» Task statement
Find how many lines in the items below contain the string "slice", matching case exactly. Give only the number.

» Data in this exercise
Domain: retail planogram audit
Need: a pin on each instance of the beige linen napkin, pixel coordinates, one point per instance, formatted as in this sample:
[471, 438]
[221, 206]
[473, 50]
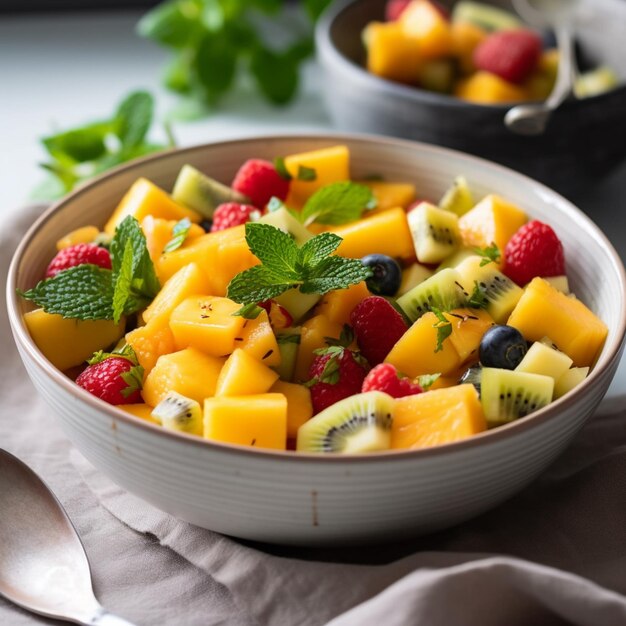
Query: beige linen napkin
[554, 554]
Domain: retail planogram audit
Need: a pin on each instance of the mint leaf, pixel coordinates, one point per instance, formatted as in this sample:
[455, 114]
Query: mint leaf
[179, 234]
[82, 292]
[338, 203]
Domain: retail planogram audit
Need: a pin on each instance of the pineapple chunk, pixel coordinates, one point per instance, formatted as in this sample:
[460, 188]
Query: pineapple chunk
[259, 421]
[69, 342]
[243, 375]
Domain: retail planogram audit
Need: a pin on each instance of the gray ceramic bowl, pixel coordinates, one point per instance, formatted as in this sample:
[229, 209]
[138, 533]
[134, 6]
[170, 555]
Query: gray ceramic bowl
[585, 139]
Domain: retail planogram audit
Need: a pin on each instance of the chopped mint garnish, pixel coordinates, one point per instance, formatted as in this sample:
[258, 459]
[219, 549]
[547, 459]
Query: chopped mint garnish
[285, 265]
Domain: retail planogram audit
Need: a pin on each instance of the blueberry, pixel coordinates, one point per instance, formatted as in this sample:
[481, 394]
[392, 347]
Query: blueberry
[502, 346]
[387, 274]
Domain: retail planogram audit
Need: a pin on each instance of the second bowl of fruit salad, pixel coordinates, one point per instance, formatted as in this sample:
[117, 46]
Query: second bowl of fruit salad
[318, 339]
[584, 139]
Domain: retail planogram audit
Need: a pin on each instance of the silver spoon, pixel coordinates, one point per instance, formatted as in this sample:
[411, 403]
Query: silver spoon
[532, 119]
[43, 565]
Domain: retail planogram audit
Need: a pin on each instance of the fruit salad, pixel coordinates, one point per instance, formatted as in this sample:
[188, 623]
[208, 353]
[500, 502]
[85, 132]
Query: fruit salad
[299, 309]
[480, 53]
==
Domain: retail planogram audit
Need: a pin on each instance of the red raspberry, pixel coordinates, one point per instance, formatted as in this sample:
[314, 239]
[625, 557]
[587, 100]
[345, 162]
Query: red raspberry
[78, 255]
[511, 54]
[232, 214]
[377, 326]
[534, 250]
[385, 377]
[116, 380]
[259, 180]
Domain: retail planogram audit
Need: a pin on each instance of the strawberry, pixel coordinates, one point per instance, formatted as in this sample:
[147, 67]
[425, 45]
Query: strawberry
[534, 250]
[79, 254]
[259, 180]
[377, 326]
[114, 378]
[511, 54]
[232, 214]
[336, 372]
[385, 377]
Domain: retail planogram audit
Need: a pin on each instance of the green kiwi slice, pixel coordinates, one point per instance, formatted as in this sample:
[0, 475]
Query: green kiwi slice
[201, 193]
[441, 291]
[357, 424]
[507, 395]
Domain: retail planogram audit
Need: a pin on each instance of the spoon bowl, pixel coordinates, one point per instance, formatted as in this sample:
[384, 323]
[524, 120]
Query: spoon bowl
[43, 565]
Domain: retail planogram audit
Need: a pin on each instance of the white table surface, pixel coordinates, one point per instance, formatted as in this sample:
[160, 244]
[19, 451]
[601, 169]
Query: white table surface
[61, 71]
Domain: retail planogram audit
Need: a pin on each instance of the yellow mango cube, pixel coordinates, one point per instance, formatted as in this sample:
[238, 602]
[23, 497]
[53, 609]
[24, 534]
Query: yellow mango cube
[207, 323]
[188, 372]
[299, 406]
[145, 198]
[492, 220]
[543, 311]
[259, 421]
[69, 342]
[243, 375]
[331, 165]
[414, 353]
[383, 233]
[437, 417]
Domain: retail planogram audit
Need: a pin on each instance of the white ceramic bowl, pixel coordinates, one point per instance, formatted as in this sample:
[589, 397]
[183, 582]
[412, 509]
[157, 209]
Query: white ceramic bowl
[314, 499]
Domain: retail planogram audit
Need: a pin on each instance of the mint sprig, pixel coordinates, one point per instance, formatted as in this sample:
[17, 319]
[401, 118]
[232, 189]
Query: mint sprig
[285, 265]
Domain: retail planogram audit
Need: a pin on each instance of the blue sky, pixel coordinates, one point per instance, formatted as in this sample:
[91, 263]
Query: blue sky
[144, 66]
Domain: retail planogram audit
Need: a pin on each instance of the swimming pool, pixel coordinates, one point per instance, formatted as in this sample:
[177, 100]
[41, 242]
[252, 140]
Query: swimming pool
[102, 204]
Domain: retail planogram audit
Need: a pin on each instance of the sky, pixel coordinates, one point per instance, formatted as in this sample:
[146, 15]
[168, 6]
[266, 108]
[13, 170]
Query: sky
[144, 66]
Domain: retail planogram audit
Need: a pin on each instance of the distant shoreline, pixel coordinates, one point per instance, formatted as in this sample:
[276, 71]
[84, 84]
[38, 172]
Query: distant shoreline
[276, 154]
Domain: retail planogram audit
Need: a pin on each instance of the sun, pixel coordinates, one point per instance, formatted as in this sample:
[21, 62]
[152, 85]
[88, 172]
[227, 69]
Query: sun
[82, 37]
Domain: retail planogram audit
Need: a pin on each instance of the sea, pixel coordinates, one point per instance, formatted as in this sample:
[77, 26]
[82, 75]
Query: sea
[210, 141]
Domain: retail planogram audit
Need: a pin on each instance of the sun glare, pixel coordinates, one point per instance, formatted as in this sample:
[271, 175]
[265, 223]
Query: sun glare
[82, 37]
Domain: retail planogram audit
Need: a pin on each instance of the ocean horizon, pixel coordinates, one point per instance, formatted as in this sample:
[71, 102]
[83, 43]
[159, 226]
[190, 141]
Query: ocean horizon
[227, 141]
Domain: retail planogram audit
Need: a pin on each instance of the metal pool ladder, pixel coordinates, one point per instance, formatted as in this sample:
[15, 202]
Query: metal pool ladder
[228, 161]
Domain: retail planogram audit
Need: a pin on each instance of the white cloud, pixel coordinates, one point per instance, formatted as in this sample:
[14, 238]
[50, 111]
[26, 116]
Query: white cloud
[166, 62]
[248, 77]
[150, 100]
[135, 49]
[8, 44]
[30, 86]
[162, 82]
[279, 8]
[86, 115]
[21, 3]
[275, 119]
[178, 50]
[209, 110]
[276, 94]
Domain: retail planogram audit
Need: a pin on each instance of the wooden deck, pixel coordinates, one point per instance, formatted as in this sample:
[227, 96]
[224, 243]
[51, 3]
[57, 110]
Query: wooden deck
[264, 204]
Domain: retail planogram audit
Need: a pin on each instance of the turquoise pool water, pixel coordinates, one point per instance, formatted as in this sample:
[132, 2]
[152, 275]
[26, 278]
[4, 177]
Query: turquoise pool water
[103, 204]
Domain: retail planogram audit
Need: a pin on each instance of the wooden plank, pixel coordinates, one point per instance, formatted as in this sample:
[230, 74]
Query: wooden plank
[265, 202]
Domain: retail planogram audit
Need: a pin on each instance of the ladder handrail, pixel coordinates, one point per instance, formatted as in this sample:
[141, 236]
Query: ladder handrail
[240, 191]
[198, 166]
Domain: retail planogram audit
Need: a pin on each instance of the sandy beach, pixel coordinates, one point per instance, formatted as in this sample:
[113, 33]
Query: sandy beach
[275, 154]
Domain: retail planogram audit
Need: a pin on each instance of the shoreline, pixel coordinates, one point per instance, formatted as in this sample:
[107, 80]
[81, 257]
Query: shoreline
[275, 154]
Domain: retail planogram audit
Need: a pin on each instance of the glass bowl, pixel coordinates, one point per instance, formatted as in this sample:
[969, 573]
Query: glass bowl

» Task result
2